[Dataset rows on where objects appear]
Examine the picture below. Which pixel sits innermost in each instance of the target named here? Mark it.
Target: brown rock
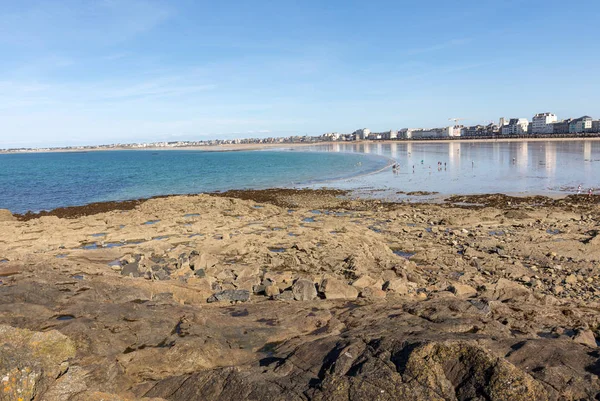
(304, 290)
(271, 290)
(398, 285)
(462, 290)
(6, 215)
(585, 337)
(337, 289)
(372, 293)
(364, 281)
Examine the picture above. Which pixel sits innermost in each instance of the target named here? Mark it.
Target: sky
(110, 71)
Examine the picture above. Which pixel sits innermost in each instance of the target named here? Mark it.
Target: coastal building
(516, 126)
(406, 133)
(542, 123)
(561, 127)
(391, 134)
(435, 132)
(475, 130)
(362, 134)
(581, 124)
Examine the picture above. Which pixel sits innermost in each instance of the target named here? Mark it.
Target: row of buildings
(541, 124)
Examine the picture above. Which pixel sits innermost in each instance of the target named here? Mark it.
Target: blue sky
(106, 71)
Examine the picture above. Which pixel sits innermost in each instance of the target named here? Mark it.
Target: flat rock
(304, 290)
(230, 295)
(585, 337)
(337, 289)
(462, 290)
(6, 215)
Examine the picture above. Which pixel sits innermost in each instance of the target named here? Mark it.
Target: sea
(44, 181)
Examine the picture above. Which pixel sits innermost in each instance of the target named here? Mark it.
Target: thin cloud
(438, 47)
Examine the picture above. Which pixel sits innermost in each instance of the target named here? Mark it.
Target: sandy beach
(300, 294)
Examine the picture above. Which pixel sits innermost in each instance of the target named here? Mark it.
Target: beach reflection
(536, 167)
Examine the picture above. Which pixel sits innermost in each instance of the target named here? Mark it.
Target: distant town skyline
(91, 73)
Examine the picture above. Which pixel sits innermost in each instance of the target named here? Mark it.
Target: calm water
(43, 181)
(49, 180)
(547, 168)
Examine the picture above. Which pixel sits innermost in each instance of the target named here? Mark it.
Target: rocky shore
(302, 295)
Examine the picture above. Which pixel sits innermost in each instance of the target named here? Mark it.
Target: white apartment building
(542, 123)
(516, 126)
(362, 134)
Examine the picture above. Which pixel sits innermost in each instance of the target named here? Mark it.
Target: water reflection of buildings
(454, 154)
(523, 157)
(394, 150)
(587, 150)
(550, 157)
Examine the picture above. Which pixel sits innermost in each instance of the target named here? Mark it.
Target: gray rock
(230, 295)
(287, 295)
(131, 269)
(161, 275)
(304, 290)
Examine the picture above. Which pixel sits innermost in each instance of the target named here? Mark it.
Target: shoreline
(273, 195)
(261, 146)
(259, 292)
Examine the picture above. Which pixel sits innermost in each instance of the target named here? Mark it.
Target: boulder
(398, 285)
(304, 290)
(462, 290)
(372, 293)
(337, 289)
(230, 295)
(31, 361)
(364, 281)
(286, 295)
(504, 290)
(6, 215)
(271, 290)
(585, 337)
(131, 269)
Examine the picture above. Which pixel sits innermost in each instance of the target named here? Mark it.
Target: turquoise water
(513, 167)
(44, 181)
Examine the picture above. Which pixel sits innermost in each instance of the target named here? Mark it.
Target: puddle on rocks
(110, 245)
(403, 254)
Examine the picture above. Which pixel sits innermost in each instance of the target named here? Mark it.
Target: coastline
(256, 292)
(261, 146)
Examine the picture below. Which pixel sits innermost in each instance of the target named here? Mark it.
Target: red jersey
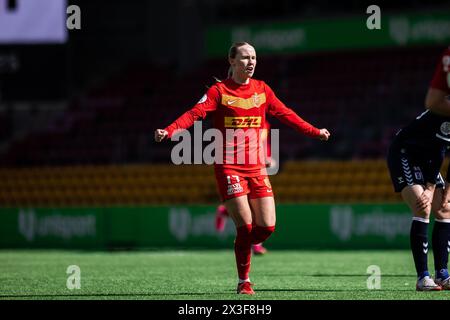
(441, 78)
(241, 106)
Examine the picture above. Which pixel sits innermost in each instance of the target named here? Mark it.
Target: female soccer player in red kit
(241, 102)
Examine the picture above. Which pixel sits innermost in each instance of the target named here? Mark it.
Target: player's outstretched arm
(160, 135)
(437, 102)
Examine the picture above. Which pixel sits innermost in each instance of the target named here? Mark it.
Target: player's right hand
(324, 134)
(160, 135)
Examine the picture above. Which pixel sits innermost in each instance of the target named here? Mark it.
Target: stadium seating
(362, 97)
(109, 185)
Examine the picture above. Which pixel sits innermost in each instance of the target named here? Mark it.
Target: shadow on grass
(113, 295)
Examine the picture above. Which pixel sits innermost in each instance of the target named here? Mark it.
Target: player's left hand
(445, 196)
(424, 201)
(324, 134)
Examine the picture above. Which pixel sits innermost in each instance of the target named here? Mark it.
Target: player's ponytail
(232, 54)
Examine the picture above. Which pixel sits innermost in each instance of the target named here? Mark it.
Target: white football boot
(427, 284)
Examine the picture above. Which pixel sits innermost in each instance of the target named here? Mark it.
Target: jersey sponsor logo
(446, 63)
(255, 101)
(445, 128)
(203, 99)
(242, 122)
(234, 188)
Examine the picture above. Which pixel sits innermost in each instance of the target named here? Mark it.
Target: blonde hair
(232, 54)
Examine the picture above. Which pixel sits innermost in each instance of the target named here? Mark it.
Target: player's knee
(425, 214)
(443, 212)
(244, 235)
(260, 234)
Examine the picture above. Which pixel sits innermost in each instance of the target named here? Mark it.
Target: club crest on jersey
(203, 99)
(256, 100)
(445, 128)
(418, 173)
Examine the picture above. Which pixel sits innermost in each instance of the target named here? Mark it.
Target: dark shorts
(407, 170)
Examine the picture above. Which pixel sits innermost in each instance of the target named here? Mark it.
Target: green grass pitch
(186, 275)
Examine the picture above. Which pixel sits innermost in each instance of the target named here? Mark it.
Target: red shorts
(233, 185)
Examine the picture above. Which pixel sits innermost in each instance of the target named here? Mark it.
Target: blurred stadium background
(80, 169)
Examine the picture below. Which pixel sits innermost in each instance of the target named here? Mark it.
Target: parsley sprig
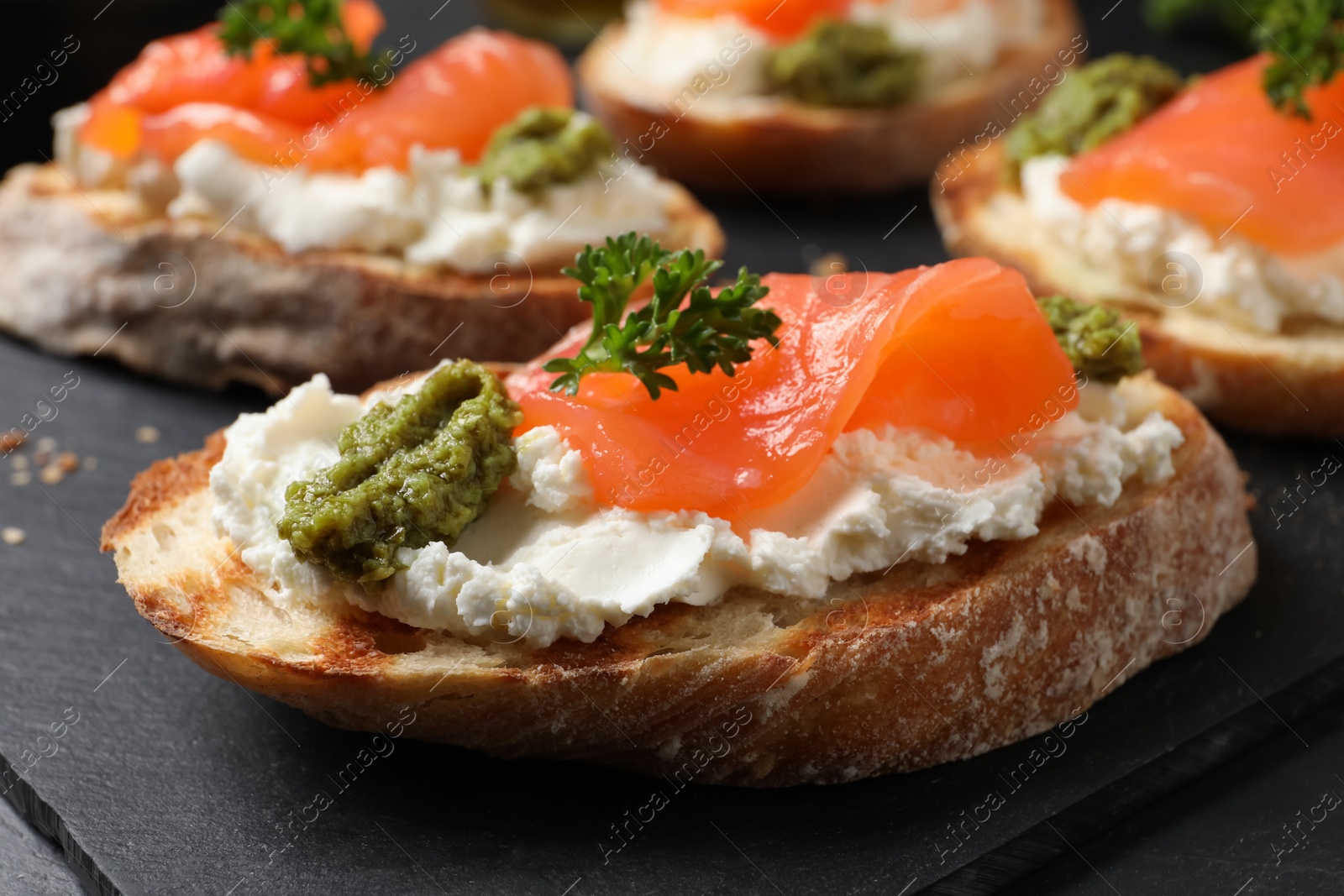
(312, 29)
(710, 332)
(1304, 39)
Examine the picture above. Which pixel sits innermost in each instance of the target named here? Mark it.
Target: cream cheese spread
(1151, 249)
(546, 562)
(433, 214)
(718, 63)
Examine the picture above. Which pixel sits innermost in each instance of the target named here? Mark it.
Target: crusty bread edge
(897, 672)
(800, 149)
(205, 304)
(1256, 382)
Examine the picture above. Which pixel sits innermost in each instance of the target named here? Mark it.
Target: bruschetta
(230, 207)
(853, 530)
(1203, 211)
(820, 96)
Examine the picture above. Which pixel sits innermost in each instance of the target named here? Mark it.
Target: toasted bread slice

*Directions*:
Give an exact reproduction of every line, leaving out any picture.

*Exercise answer*:
Examine the picture below. Which pixel sits innermost in each instance of the target named here? Mark it.
Target: brown rock
(304, 290)
(271, 290)
(398, 285)
(462, 290)
(6, 215)
(585, 337)
(337, 289)
(372, 293)
(364, 281)
Examine the picture above. Which pixel sits innermost in each instance of the target named here? Mark it.
Target: sky
(110, 71)
Examine the picture above. Which pixel sits innermost in each instance of the target named here? Mark it.
Target: coastal building
(516, 126)
(406, 133)
(542, 123)
(561, 127)
(391, 134)
(435, 132)
(475, 130)
(362, 134)
(581, 124)
Examine the picture above. Which pixel sits innermost in each instance of the target named here? Mark it.
Target: row of buildings
(541, 124)
Examine the picture above. Which pixel sits innermost in each instance of the target named here? Mark it.
Target: blue sky
(106, 71)
Examine the picture above. Which pixel sits innermost in each instance of the target named here? Mark it.
Target: flat rock
(304, 290)
(230, 295)
(585, 337)
(337, 289)
(462, 290)
(6, 215)
Examine the picture above. Which pixel sits innermost in each instance of the target named here? Mark it.
Target: sea
(44, 181)
Examine the picture above. Which pixel sits innermost in each instance of the target named here? Mark it.
Target: thin cloud
(438, 47)
Examine the picture above. Which pixel sits innermost in each instance of the target named here? Mark it.
Target: sandy beach
(300, 294)
Examine the picture above. Which pixel sits innermost in each instance of the target named here? Mark it.
Target: beach reflection
(536, 167)
Examine the picture above. Which pixel sits innermost in each instance of the target named here? Mark it.
Target: distant town skyline
(91, 73)
Examine the picture above. Which pixel sits innermost in each instance of the target named here? Mark it.
Target: calm water
(43, 181)
(49, 180)
(547, 168)
Examine the picture above. Which pixel sits innermost in each instance of the target named here? Mark it.
Target: rocky shore
(302, 295)
Examine the picture above. Which pixel sits innermost in each instance of the target named here? Mark it.
Target: white apartment building
(542, 123)
(516, 126)
(362, 134)
Examine the picture above. Which pixel sits innermost in each instance of the target named here? Mark it.
Target: water reflection of buildings
(454, 154)
(523, 157)
(394, 150)
(587, 150)
(550, 157)
Examine the picture above. Which pixel sits innermost in each instance of the target named here? Mark it.
Target: gray rock
(230, 295)
(287, 295)
(131, 269)
(161, 275)
(304, 290)
Examine the picture above. Which pixel sits innermost in each instance of the target named here? Mark it.
Target: shoreline
(273, 195)
(261, 146)
(259, 292)
Examine the picture above. Which pixel sits innermost in each instance of the target named here? Mark it.
Target: boulder
(398, 285)
(304, 290)
(462, 290)
(372, 293)
(337, 289)
(230, 295)
(31, 361)
(364, 281)
(286, 295)
(504, 290)
(6, 215)
(271, 290)
(585, 337)
(131, 269)
Examine the picture above. Which pixel sits innermost in each instance of the target named here? Mark it.
Target: turquoise water
(513, 167)
(44, 181)
Examine the picture above. Which pixel sits innermost in each instance of the target named here? Mark it.
Target: puddle on rocks
(110, 245)
(403, 254)
Examine the picture above. Which pixel sits innermost in each instance of the target named here? Mark it.
Target: coastline
(256, 292)
(261, 146)
Examine the picture below. Which pixel sits innermost in each instance of the target named here? Mark it.
Target: red jersey
(441, 78)
(241, 106)
Examine the picture above. Which pixel sits innermost in each instance of the target named here? Mark it.
Target: female soccer player in red kit
(241, 102)
Examine the picture above. Which pixel sits innermost in each instance of the target named here? Mark it.
Target: player's outstretched arm
(160, 135)
(437, 102)
Examine the picture above. Which pixel sits innermost in each instance of the target named here? Mark it.
Target: player's right hand
(324, 134)
(160, 135)
Examine the picture above. Which pixel sits innermost in each instance of the target named here? Mark it.
Target: stadium seating
(362, 97)
(109, 185)
Examine the picture above. Which pixel sits innermost in each instance of the target named here? Mark it.
Target: shadow on grass
(113, 295)
Examine the picture above. Which pixel sits innermost in each instance of the target named here? Mark it.
Target: player's left hand
(445, 196)
(424, 201)
(324, 134)
Examine the picture above. Which pixel sits innermost in each instance of the target named here? Mark it.
Target: player's ponytail
(232, 54)
Examine the picture above. Which pixel sits innermost in each instance of the target named here? Mark it.
Target: white football boot
(427, 284)
Examine the picture above. Which pixel sits innermost in each instance of the target named here? Mark it.
Target: jersey sponsor logo
(446, 63)
(255, 101)
(445, 128)
(203, 99)
(242, 122)
(234, 188)
Examine the picture above. Which pixel sits innermost in each instance of the target named here? Mark it.
Target: blonde hair
(232, 54)
Examine the picture above. Which pixel sits innermost in each instance of the target named here? Mark it.
Target: player's knee
(425, 214)
(443, 212)
(244, 235)
(260, 234)
Examine the picture above. Which pixel sits innermost in each instance of the target named here? Mark it.
Target: club crest on jersey
(203, 99)
(256, 100)
(445, 128)
(418, 173)
Examine the picture above. Which pixel sits innermost in each instance of the target named here? Mark it.
Target: dark shorts
(407, 170)
Examine the picture above. Which pixel sits innermost in each instance of the target named here? Mark it.
Target: green grass pitch
(186, 275)
Examine the picture above. Which pixel sits innermost in each instance of the target named here? Mark it.
Target: red shorts
(233, 185)
Examine the picture above. Which pixel sits innermost in each instance of the target named here? Mark it.
Target: blurred stadium background
(80, 169)
Examine the picture below. Which pixel sits innermost in each instance of the target named here? Mark it.
Target: parsley sprig
(312, 29)
(710, 332)
(1304, 39)
Examine the picture above. Which pixel sits innermost in each instance of the target named here? Mark it.
Target: cream cheese spread
(1151, 249)
(546, 562)
(433, 214)
(718, 63)
Examine the picture above. Which pixel sits innermost in each instance of the target named here? Mark it.
Target: crusty bread edge
(897, 672)
(800, 149)
(205, 304)
(1256, 382)
Examine the picture above. Which pixel sits innermost in each instance of the target named here? Mark it.
Target: bruschetta
(230, 207)
(853, 530)
(1203, 211)
(820, 96)
Examine the picture above. Which pixel sits innermost in each instance of the target named here? Mark it.
Target: toasted bread slice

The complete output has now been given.